▸ **Passage shown**
╭──

Full details of the entire Operation Ultra were fully known by only four people, only one of whom routinely worked at Bletchley Park. Dissemination of Ultra information did not follow usual intelligence protocol but maintained its own communications channels. Military intelligence officers gave intercepts to Ultra liaisons, who in turn forwarded the intercepts to Bletchley Park. Information from decoded messages was then passed back to military leaders through the same channels. Thus, each link in the communications chain knew only one particular job and not the overall Ultra details. Nobody outside Bletchley Park knew the source.[16]

John Cairncross, another of the Cambridge Five, was posted from MI6 to work at Bletchley Park. Blunt admitted to recruiting Cairncross and may well have been the cut-out between Cairncross and the Soviet controllers. For although the Soviet Union was now an ally, Russians were not trusted. Some information concerned German preparations and detailed plans for the Battle of Kursk, the last decisive encounter on the Eastern Front. Malcolm Muggeridge, himself a wartime British agent, recalls meeting Kim Philby and Victor Rothschild, a friend of Blunt since Trinity College, Cambridge. He reported that at the Paris meeting in late 1955 Rothschild argued that much more Ultra material should have been given to Stalin. For once, Philby reportedly dropped his reserve, and agreed.[17]

During the war, Blunt attained the rank of major.[5] In the final days of World War II in Europe, Blunt made a successful secret trip to Schloss Friedrichshof in Germany to retrieve sensitive letters between the Duke of Windsor and Adolf Hitler and other leading Nazis.[7][18] George VI asked Blunt, who worked part-time at the Royal Library, to conduct the Royal Librarian, Owen Morshead, to Friedrichshof in March 1945 to liberate letters to the Empress Victoria, a daughter of Queen Victoria, and mother to Kaiser Wilhelm. Papers rescued by Morshead and Blunt were deposited in the Royal Archives.[19]

Suspicion and secret confession

Some people knew of Blunt's role long before his public exposure. In 1948, demobilised army officer Philip Hay attended an interview at Buckingham Palace for the post of private secretary to the Dowager Duchess of Kent. After passing Blunt in a corridor, Sir Alan Lascelles, the King's private secretary, told Hay: "That's our Russian spy."[4]

According to MI5 papers released in 2002, Moura Budberg, known as the Russian Mata Hari and suspected of being a double agent, reported in 1950 that Blunt was a member of the Communist Party, but this was ignored. According to Blunt himself, he never joined because Burgess persuaded him that he would be more valuable to the anti-fascist crusade by working with Burgess. He was certainly on friendly terms with Sir Dick White, the head of MI5 and later MI6, in the 1960s, and they used to spend Christmas together with Victor Rothschild in Rothschild's Cambridge house.[20]

His NKVD control had also become suspicious at the sheer amount of material he was passing over and suspected him of being a triple agent. Later, he was described by a KGB officer as an "ideological shit".[20]

With the defection of Burgess and Maclean to Moscow in May 1951, Blunt came under suspicion. He and Burgess had been friends since Cambridge. Maclean was in imminent danger due to decryptions from Venona as the messages were decrypted. Burgess returned on the Queen Mary to Southampton after being suspended from the British Embassy in Washington for his conduct. He was to warn Maclean, who now worked in the Foreign Office but was under surveillance and isolated from secret material. Blunt collected Burgess at Southampton Docks and took him to stay at his flat in London, although he later denied that he had warned the defecting pair. Blunt was interrogated by MI5 in 1952, but gave away little, if anything.[5] Arthur Martin and Jim Skardon had interviewed Blunt 11 times since 1951, but Blunt had admitted nothing.

╰──

▸ **Prompt 1**
According to the Blunt passage, how many times had Arthur Martin and Jim Skardon interviewed Blunt since 1951?
▸ **Prompt 2**
Extend the Blunt passage with one more paragraph that picks up after its final sentence.

▸ **Given information**
╭──

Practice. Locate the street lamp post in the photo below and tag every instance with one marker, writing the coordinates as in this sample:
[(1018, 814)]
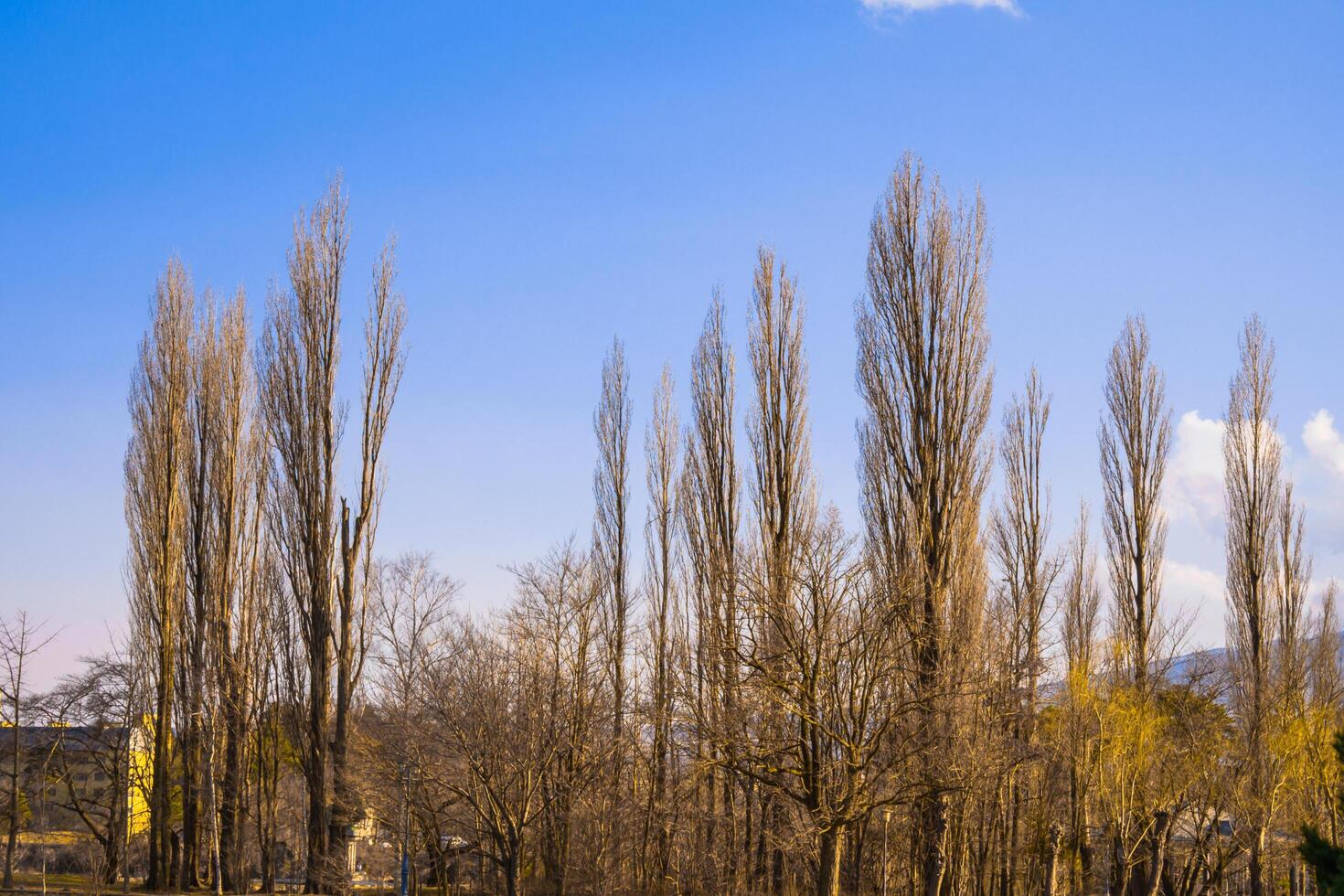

╰──

▸ **Expected answer 1**
Eleven times.

▸ **Expected answer 2**
Blunt was greatly distressed by Burgess's flight and, on 28 May 1951, confided in his friend Goronwy Rees, a fellow of All Souls College, Oxford, who had briefly supplied the NKVD with political information in 1938–39. Rees suggested that Burgess had gone to the Soviet Union because of his violent anti-Americanism and belief that America would involve Britain in a Third World War, and that he was a Soviet agent. Blunt suggested that this was not sufficient reason to denounce Burgess to MI5. He pointed out that "Burgess was one of our oldest friends and to denounce him would not be the act of a friend." Blunt quoted E. M. Forster's belief that country was less important than friendship. He argued that "Burgess had told me he was a spy in 1936 and I had not told anyone."[21] Blunt was made a Knight Commander of the Royal Victorian Order in 1956 by Queen Elizabeth II.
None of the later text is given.